Problem statement: Below are the records; pull every line that includes "block".

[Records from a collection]
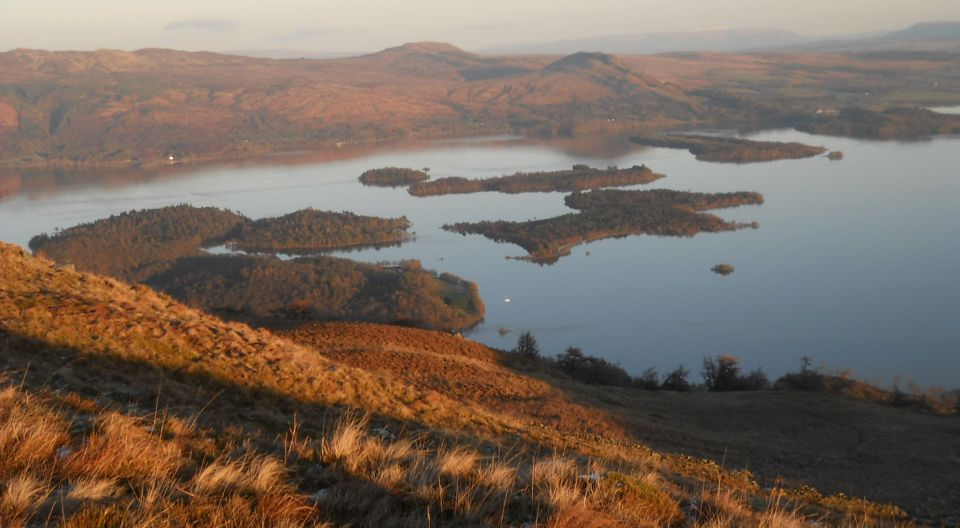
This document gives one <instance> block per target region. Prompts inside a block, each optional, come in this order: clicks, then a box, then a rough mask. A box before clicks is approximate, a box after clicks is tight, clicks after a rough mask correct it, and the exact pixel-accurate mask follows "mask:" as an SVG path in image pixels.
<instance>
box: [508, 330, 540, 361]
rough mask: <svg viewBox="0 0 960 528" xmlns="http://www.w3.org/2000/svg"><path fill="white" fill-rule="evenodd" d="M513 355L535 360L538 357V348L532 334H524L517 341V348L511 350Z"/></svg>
mask: <svg viewBox="0 0 960 528" xmlns="http://www.w3.org/2000/svg"><path fill="white" fill-rule="evenodd" d="M513 353H514V354H517V355H518V356H520V357H523V358H528V359H537V358H539V357H540V347H539V346H537V340H536V338H534V337H533V334H531V333H530V332H524V333H522V334H520V337H519V338H518V339H517V347H516V348H514V349H513Z"/></svg>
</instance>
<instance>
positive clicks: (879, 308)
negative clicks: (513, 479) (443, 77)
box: [0, 131, 960, 387]
mask: <svg viewBox="0 0 960 528" xmlns="http://www.w3.org/2000/svg"><path fill="white" fill-rule="evenodd" d="M751 137H755V138H759V139H767V140H780V141H788V140H789V141H794V140H796V141H803V142H805V143H810V144H817V145H821V144H822V145H825V146H827V147H829V148H831V149H837V150H842V151H843V152H844V153H845V154H846V157H845V158H844V159H843V160H842V161H838V162H831V161H828V160H826V159H824V158H822V157H819V158H815V159H807V160H796V161H778V162H771V163H759V164H751V165H726V164H712V163H703V162H699V161H696V160H694V159H693V157H692V156H691V155H690V154H688V153H687V152H686V151H681V150H668V149H655V148H645V147H638V146H635V145H631V144H630V143H629V142H628V141H626V140H625V139H624V138H616V137H613V138H611V137H605V138H581V139H577V140H557V141H549V142H536V141H527V140H521V139H518V138H494V139H487V140H484V141H477V140H471V141H450V142H432V143H422V144H417V145H403V146H398V145H393V146H388V147H380V148H375V149H365V150H340V151H335V152H332V153H323V154H319V155H317V154H310V153H297V154H291V155H284V156H272V157H267V158H264V159H260V160H256V161H253V162H244V163H225V164H219V165H212V166H204V167H180V166H171V167H165V168H163V169H162V170H158V171H153V172H146V173H145V172H137V171H119V172H110V173H98V174H91V173H77V172H71V171H43V172H34V173H28V174H23V173H18V172H8V173H6V174H3V173H0V189H3V190H7V191H9V192H10V193H11V196H10V197H8V198H7V199H5V200H3V201H0V239H3V240H7V241H12V242H16V243H19V244H24V245H25V244H26V242H27V240H29V238H30V237H31V236H32V235H34V234H37V233H40V232H44V231H52V230H54V229H55V228H57V227H61V228H63V227H69V226H71V225H74V224H76V223H78V222H84V221H90V220H94V219H96V218H100V217H103V216H106V215H109V214H114V213H119V212H122V211H125V210H129V209H132V208H149V207H159V206H163V205H169V204H177V203H191V204H194V205H198V206H206V205H214V206H219V207H227V208H230V209H234V210H238V211H240V212H242V213H244V214H246V215H248V216H251V217H255V218H256V217H262V216H273V215H280V214H284V213H287V212H290V211H293V210H296V209H300V208H303V207H308V206H311V207H316V208H319V209H332V210H351V211H354V212H357V213H362V214H375V215H381V216H399V215H406V216H407V217H409V218H410V219H411V220H412V222H413V230H414V231H416V233H417V240H416V241H414V242H411V243H406V244H404V245H402V246H400V247H390V248H384V249H380V250H363V251H353V252H349V253H344V256H346V257H349V258H353V259H358V260H364V261H381V260H387V261H393V260H398V259H406V258H419V259H421V260H422V261H423V263H424V265H425V266H426V267H429V268H434V269H438V270H441V271H449V272H452V273H456V274H458V275H461V276H463V277H466V278H468V279H471V280H474V281H477V282H478V283H479V285H480V291H481V294H482V295H483V297H484V299H485V300H486V303H487V317H486V322H485V323H484V324H483V325H482V326H480V327H478V328H477V329H476V330H475V331H473V332H472V333H471V337H473V338H475V339H478V340H480V341H483V342H485V343H488V344H491V345H494V346H499V347H503V348H509V347H512V346H513V344H514V343H515V341H516V338H517V334H518V333H519V332H521V331H531V332H533V333H534V334H535V335H536V336H537V339H538V341H539V343H540V347H541V350H542V352H544V353H548V354H554V353H559V352H561V351H563V349H565V348H566V347H567V346H579V347H582V348H583V349H584V351H586V352H587V353H590V354H595V355H601V356H603V357H606V358H608V359H611V360H613V361H616V362H619V363H620V364H621V365H622V366H624V367H625V368H627V369H628V370H630V371H632V372H634V373H639V372H640V371H642V370H643V369H645V368H647V367H649V366H655V367H657V368H658V369H660V370H661V371H664V370H669V369H672V368H674V367H676V366H677V365H679V364H681V363H682V364H684V365H686V366H687V367H688V368H691V370H693V371H694V376H693V377H694V378H699V376H698V375H697V374H698V373H699V369H700V364H701V362H702V359H703V357H704V356H705V355H716V354H721V353H723V354H734V355H736V356H738V357H740V358H741V360H742V363H743V365H744V367H745V368H747V369H752V368H755V367H758V366H759V367H763V368H764V370H765V371H766V372H767V373H768V374H770V375H774V376H775V375H779V374H781V373H783V372H784V371H786V370H789V369H796V368H797V367H798V366H799V364H800V358H801V357H802V356H804V355H807V356H811V357H812V358H813V359H814V362H815V363H823V364H824V365H825V366H826V367H828V368H830V369H837V370H839V369H850V370H852V371H853V373H854V374H855V375H856V376H858V377H861V378H865V379H868V380H870V381H873V382H875V383H879V384H883V385H887V384H889V383H890V382H891V381H893V380H894V378H895V377H900V379H901V380H903V381H904V382H905V381H915V382H917V383H920V384H923V385H934V384H938V385H943V386H946V387H957V386H960V273H958V271H960V178H958V175H960V171H958V167H960V139H958V138H940V139H936V140H932V141H925V142H912V143H900V142H867V141H858V140H852V139H843V138H828V137H818V136H810V135H807V134H802V133H799V132H793V131H768V132H763V133H759V134H753V135H752V136H751ZM575 163H586V164H590V165H593V166H607V165H619V166H629V165H633V164H639V163H646V164H647V165H649V166H650V167H651V168H652V169H654V170H655V171H657V172H663V173H666V174H667V178H664V179H662V180H659V181H657V182H656V183H654V184H652V185H649V186H642V188H671V189H679V190H694V191H710V192H718V191H739V190H748V191H759V192H762V193H763V194H764V196H765V198H766V203H765V204H764V205H762V206H751V207H743V208H739V209H731V210H720V211H718V212H717V213H718V214H719V215H720V216H722V217H724V218H727V219H731V220H738V221H744V222H748V221H754V220H755V221H757V222H759V223H760V229H758V230H744V231H737V232H733V233H721V234H709V233H707V234H700V235H698V236H696V237H693V238H658V237H652V236H635V237H629V238H625V239H616V240H604V241H599V242H595V243H592V244H588V245H583V246H578V247H576V248H574V250H573V255H571V256H569V257H565V258H562V259H561V260H560V261H559V262H558V263H557V264H555V265H552V266H539V265H536V264H531V263H528V262H522V261H516V260H508V259H506V258H505V257H506V256H511V255H512V256H516V255H521V254H523V251H522V250H521V249H520V248H518V247H516V246H511V245H505V244H496V243H494V242H491V241H489V240H486V239H484V238H481V237H479V236H469V237H462V236H460V235H456V234H451V233H446V232H444V231H441V230H440V229H439V226H440V225H442V224H444V223H447V222H456V221H472V220H482V219H498V218H500V219H510V220H525V219H528V218H537V217H539V218H543V217H547V216H552V215H557V214H561V213H563V212H566V211H567V209H566V208H565V206H564V205H563V194H562V193H544V194H523V195H501V194H491V193H483V194H474V195H462V196H446V197H432V198H414V197H411V196H408V195H407V194H406V193H405V191H404V190H403V189H379V188H367V187H363V186H361V185H360V184H359V183H358V181H357V177H358V176H359V175H360V173H361V172H363V171H364V170H366V169H369V168H373V167H381V166H386V165H397V166H404V167H414V168H420V167H430V168H431V174H432V175H433V176H434V177H442V176H454V175H455V176H466V177H471V178H473V177H486V176H498V175H502V174H510V173H513V172H516V171H529V170H551V169H561V168H567V167H569V166H571V165H572V164H575ZM588 253H589V254H588ZM720 262H730V263H732V264H733V265H734V266H735V267H736V272H735V273H734V274H733V275H730V276H728V277H721V276H719V275H716V274H714V273H711V272H710V268H711V267H712V266H713V265H715V264H717V263H720ZM505 295H509V297H510V299H511V302H510V303H504V302H503V299H504V296H505ZM500 329H509V330H511V333H509V334H507V335H505V336H501V335H500V332H499V331H498V330H500Z"/></svg>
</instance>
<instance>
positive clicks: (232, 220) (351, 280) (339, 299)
mask: <svg viewBox="0 0 960 528" xmlns="http://www.w3.org/2000/svg"><path fill="white" fill-rule="evenodd" d="M407 227H409V221H408V220H407V219H405V218H402V217H401V218H394V219H384V218H376V217H367V216H360V215H355V214H353V213H347V212H345V213H330V212H321V211H315V210H313V209H306V210H303V211H298V212H295V213H291V214H289V215H286V216H282V217H278V218H267V219H261V220H255V221H254V220H250V219H248V218H246V217H244V216H242V215H240V214H238V213H235V212H232V211H229V210H226V209H218V208H215V207H203V208H198V207H192V206H189V205H178V206H171V207H164V208H161V209H152V210H142V211H130V212H126V213H123V214H120V215H114V216H111V217H109V218H105V219H101V220H97V221H95V222H91V223H88V224H81V225H78V226H75V227H71V228H69V229H65V230H62V231H58V232H57V233H54V234H53V235H48V234H43V235H37V236H35V237H34V238H33V239H31V241H30V248H31V249H32V250H33V251H34V253H36V254H37V255H42V256H45V257H47V258H50V259H51V260H53V261H55V262H57V263H58V264H61V265H73V266H75V267H76V269H78V270H80V271H87V272H93V273H97V274H102V275H109V276H112V277H114V278H117V279H120V280H123V281H125V282H129V283H144V284H148V285H150V286H152V287H154V288H157V289H159V290H161V291H164V292H166V293H169V294H170V295H172V296H174V297H175V298H177V299H179V300H181V301H184V302H186V303H188V304H190V305H192V306H195V307H198V308H203V309H206V310H210V311H214V312H216V313H217V314H218V315H220V316H221V317H224V318H227V319H233V320H240V321H244V322H248V323H252V324H257V325H262V326H269V327H280V328H285V327H289V326H291V325H293V326H296V325H299V324H303V322H305V321H326V320H338V321H339V320H348V321H366V322H381V323H394V324H396V323H399V324H406V325H412V326H420V327H425V328H436V329H442V330H461V329H466V328H469V327H472V326H474V325H476V324H477V323H479V322H480V321H481V320H483V316H484V305H483V301H482V300H481V298H480V295H479V292H478V290H477V286H476V285H475V284H473V283H472V282H469V281H466V280H463V279H461V278H460V277H457V276H455V275H451V274H449V273H439V272H434V271H429V270H424V269H422V267H421V266H420V263H419V262H418V261H406V262H402V263H398V264H366V263H360V262H355V261H352V260H348V259H342V258H335V257H330V256H314V257H300V258H296V259H292V260H282V259H280V258H277V257H276V256H274V255H212V254H209V253H207V252H206V251H204V248H205V247H210V246H214V245H226V246H228V247H234V248H238V249H245V250H248V251H254V250H256V251H258V252H265V253H278V252H290V251H291V250H300V249H303V250H313V249H327V248H335V247H350V246H354V245H357V244H369V243H371V242H378V241H379V242H382V241H384V240H389V239H393V238H396V239H405V238H406V237H407V234H406V229H407Z"/></svg>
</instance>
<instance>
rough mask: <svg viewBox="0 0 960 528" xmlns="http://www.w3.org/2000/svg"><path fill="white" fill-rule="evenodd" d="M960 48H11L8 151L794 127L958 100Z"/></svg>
mask: <svg viewBox="0 0 960 528" xmlns="http://www.w3.org/2000/svg"><path fill="white" fill-rule="evenodd" d="M578 51H579V50H578ZM955 62H956V58H955V57H953V56H950V55H947V56H924V57H922V58H920V60H918V58H917V57H913V56H910V57H887V56H883V57H867V58H863V57H851V56H838V55H832V54H829V55H817V54H809V53H798V54H761V55H718V54H711V53H693V52H688V53H683V54H674V55H653V56H626V55H622V56H611V55H602V54H596V53H575V54H572V55H570V56H569V57H567V58H562V57H557V56H511V57H506V56H499V57H498V56H481V55H476V54H473V53H469V52H466V51H464V50H461V49H459V48H456V47H454V46H450V45H447V44H437V43H416V44H407V45H404V46H399V47H396V48H391V49H388V50H384V51H382V52H379V53H375V54H370V55H365V56H360V57H349V58H341V59H329V60H311V59H304V60H271V59H259V58H252V57H242V56H235V55H219V54H214V53H190V52H183V51H175V50H161V49H145V50H139V51H135V52H124V51H115V50H98V51H94V52H69V51H63V52H52V51H39V50H25V49H18V50H13V51H9V52H4V53H0V165H17V166H31V165H40V166H50V165H54V166H63V165H68V166H73V165H83V166H112V165H117V166H127V165H142V166H149V165H159V164H170V163H184V162H191V161H198V160H203V159H221V158H228V157H237V156H252V155H256V154H259V153H263V152H268V151H278V150H295V149H301V148H311V149H312V148H325V147H336V146H338V145H339V146H343V145H345V144H350V143H359V142H365V143H372V142H378V141H386V140H400V139H416V138H440V137H450V136H477V135H491V134H500V133H519V134H525V135H548V136H552V135H564V134H576V133H588V132H620V131H623V130H628V129H629V130H637V129H642V130H660V129H666V128H676V127H679V126H684V125H690V124H693V123H696V124H697V126H735V125H737V124H745V123H752V124H760V123H763V124H771V123H772V124H779V125H781V126H782V125H784V124H786V125H794V124H797V123H799V122H803V120H804V119H805V118H809V117H810V116H813V115H815V112H816V110H817V109H820V108H823V107H830V108H844V107H848V106H854V105H861V106H868V107H871V108H874V107H876V108H879V109H882V108H886V107H888V106H891V105H897V104H899V105H904V104H906V105H918V104H950V103H953V102H955V101H956V93H958V92H960V80H958V79H957V78H956V76H954V75H952V73H951V72H953V71H956V68H955V67H954V66H955V64H954V63H955ZM934 85H936V88H932V87H933V86H934ZM866 92H869V93H870V94H871V95H870V96H869V97H866V96H864V95H863V94H864V93H866ZM865 97H866V99H865Z"/></svg>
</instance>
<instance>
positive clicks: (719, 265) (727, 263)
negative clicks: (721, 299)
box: [710, 262, 734, 277]
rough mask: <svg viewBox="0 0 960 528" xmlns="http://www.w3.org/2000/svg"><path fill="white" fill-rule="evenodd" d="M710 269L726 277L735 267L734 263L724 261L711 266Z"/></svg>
mask: <svg viewBox="0 0 960 528" xmlns="http://www.w3.org/2000/svg"><path fill="white" fill-rule="evenodd" d="M710 271H712V272H714V273H716V274H717V275H723V276H724V277H726V276H727V275H730V274H731V273H733V271H734V269H733V264H728V263H726V262H724V263H723V264H717V265H716V266H714V267H712V268H710Z"/></svg>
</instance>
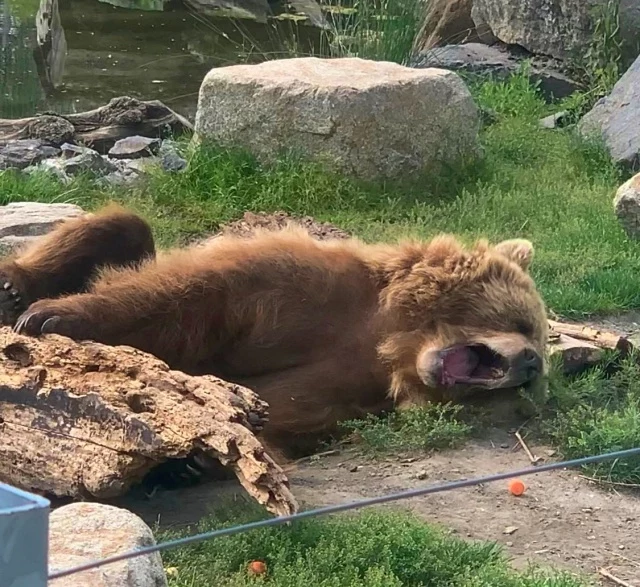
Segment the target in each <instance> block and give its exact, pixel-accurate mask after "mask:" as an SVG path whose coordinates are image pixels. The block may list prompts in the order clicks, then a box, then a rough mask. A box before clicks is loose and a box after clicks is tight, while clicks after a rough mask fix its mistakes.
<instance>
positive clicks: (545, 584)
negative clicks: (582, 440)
mask: <svg viewBox="0 0 640 587" xmlns="http://www.w3.org/2000/svg"><path fill="white" fill-rule="evenodd" d="M220 509H221V508H220ZM230 509H231V511H230V512H229V511H227V513H226V514H225V515H222V514H218V515H214V516H212V517H210V518H208V519H205V520H204V521H203V522H202V523H201V524H200V525H199V527H198V528H197V529H198V530H199V531H207V530H212V529H216V528H221V527H227V526H230V525H235V524H238V523H242V522H248V521H253V520H256V519H259V518H261V517H263V515H264V514H262V512H258V511H257V509H256V508H255V507H247V506H243V507H242V511H239V508H237V507H236V508H230ZM177 535H178V534H177V533H172V534H169V533H162V534H160V535H159V536H158V539H159V540H166V539H168V538H173V537H176V536H177ZM163 559H164V564H165V568H167V567H174V568H176V569H177V576H174V577H172V578H170V581H169V585H170V586H171V587H209V586H210V585H213V584H216V585H225V587H244V586H249V585H274V586H278V587H308V586H310V585H313V586H314V587H402V586H415V587H420V586H425V587H426V586H432V585H442V586H445V585H446V586H447V587H481V586H488V585H492V586H498V585H499V586H500V587H579V586H586V585H587V583H586V582H585V581H581V580H579V579H578V578H575V577H572V576H570V575H568V574H561V573H550V572H543V571H542V570H540V569H534V568H532V569H530V570H527V571H526V572H521V573H519V572H514V571H513V570H512V569H511V568H510V567H509V565H508V564H507V562H506V558H505V557H504V556H503V554H502V552H501V550H500V548H499V547H498V546H497V545H495V544H493V543H486V542H467V541H463V540H461V539H459V538H456V537H454V536H452V535H451V534H449V533H446V532H444V531H442V530H440V529H437V528H435V527H433V526H430V525H426V524H424V523H422V522H420V521H419V520H417V519H416V518H415V517H414V516H412V515H411V514H410V513H408V512H404V511H400V510H389V509H385V510H382V509H376V510H373V509H372V510H364V511H362V512H360V513H358V514H353V515H341V516H335V517H326V518H316V519H310V520H303V521H300V522H296V523H294V524H292V525H291V526H290V527H284V526H280V527H272V528H265V529H259V530H255V531H250V532H247V533H244V534H240V535H236V536H229V537H224V538H219V539H214V540H209V541H207V542H204V543H201V544H198V545H194V546H190V547H186V548H183V549H180V550H169V551H167V552H166V553H165V554H163ZM253 560H261V561H263V562H265V563H266V565H267V574H266V576H263V577H261V578H253V577H249V576H248V574H247V572H246V569H247V566H248V564H249V563H250V562H251V561H253Z"/></svg>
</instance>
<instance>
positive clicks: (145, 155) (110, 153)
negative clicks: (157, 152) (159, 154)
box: [109, 135, 160, 159]
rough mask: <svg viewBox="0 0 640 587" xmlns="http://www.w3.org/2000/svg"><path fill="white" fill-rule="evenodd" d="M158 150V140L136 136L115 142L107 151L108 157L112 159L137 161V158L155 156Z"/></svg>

Written response:
This document gives one <instance> block per target region. Prompts inside a block, each optional, come in this order: clicks, then a box, then a rough mask. A box before clicks is approximate, a box after clicks is tight, clicks after a rough mask correct it, and the exact pixel-accurate mask follows "mask:" as an SVG path in image pixels.
Segment the target in each <instance> block and give its exact, pixel-accurate mask after "mask:" as an SVG path whose coordinates are image pixels. The block may list prompts in the order clicks, then a box, then a rough mask. A box before clicks is loose and a box after clicks is tight, while clicks after a rough mask fix its mistakes.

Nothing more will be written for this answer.